DOCUMENT TEXT =>

Metamath Proof Explorer

Theorem nbbn

Description: Move negation outside of biconditional. Compare Theorem *5.18 of WhiteheadRussell p. 124. (Contributed by NM, 27-Jun-2002) (Proof shortened by Wolf Lammen, 20-Sep-2013)

		Ref	Expression
	Assertion	nbbn	⊢ ( ( ¬ 𝜑 ↔ 𝜓 ) ↔ ¬ ( 𝜑 ↔ 𝜓 ) )

Proof

Step	Hyp	Ref	Expression
1		xor3	⊢ ( ¬ ( 𝜑 ↔ 𝜓 ) ↔ ( 𝜑 ↔ ¬ 𝜓 ) )

DATA EXCERPT =>

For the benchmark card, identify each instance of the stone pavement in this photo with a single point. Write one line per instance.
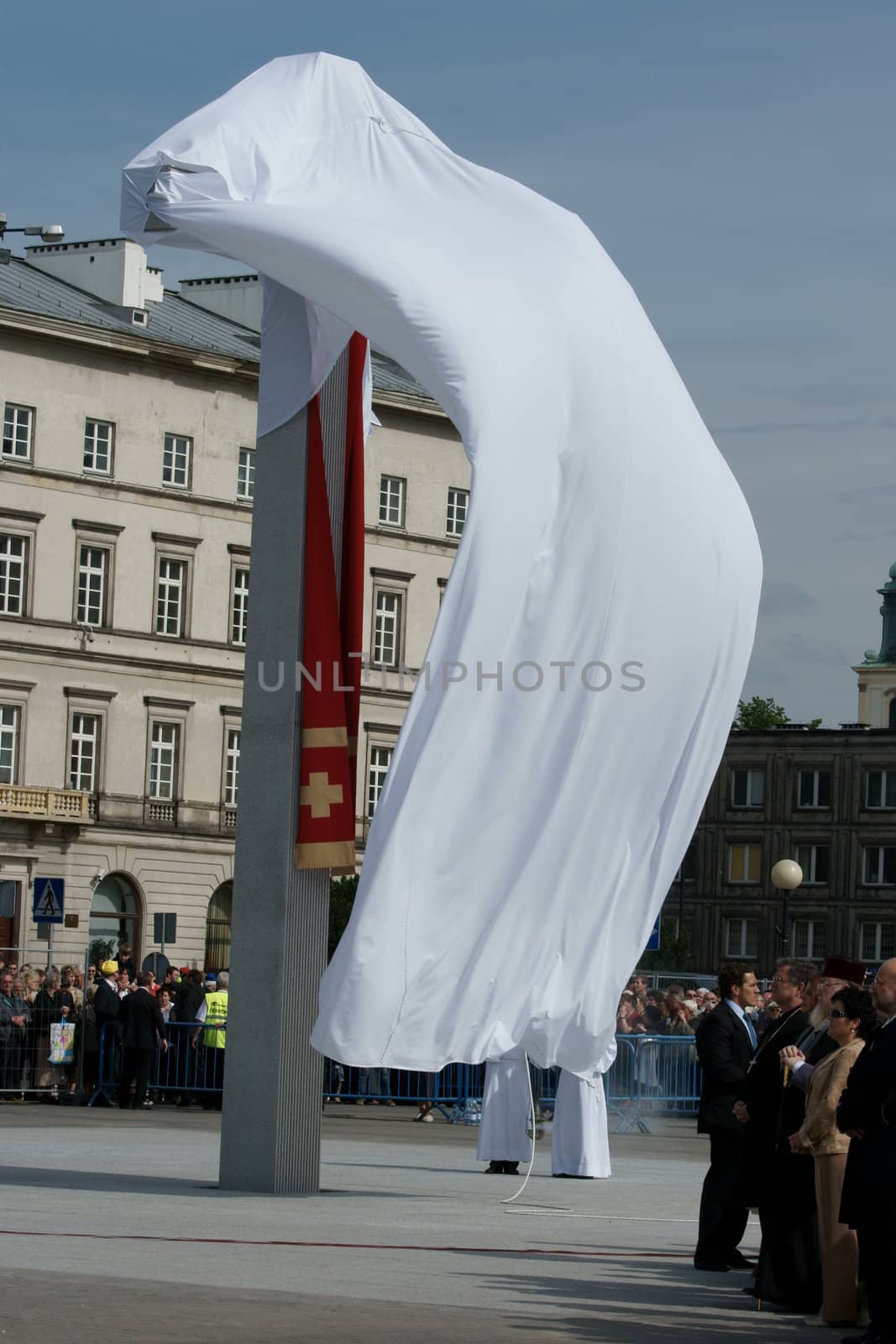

TASK DESCRIPTION => From the Metamath page on Theorem nbbn above, list the column headings of its proof table.

RESULT OF THIS TASK => Step, Hyp, Ref, Expression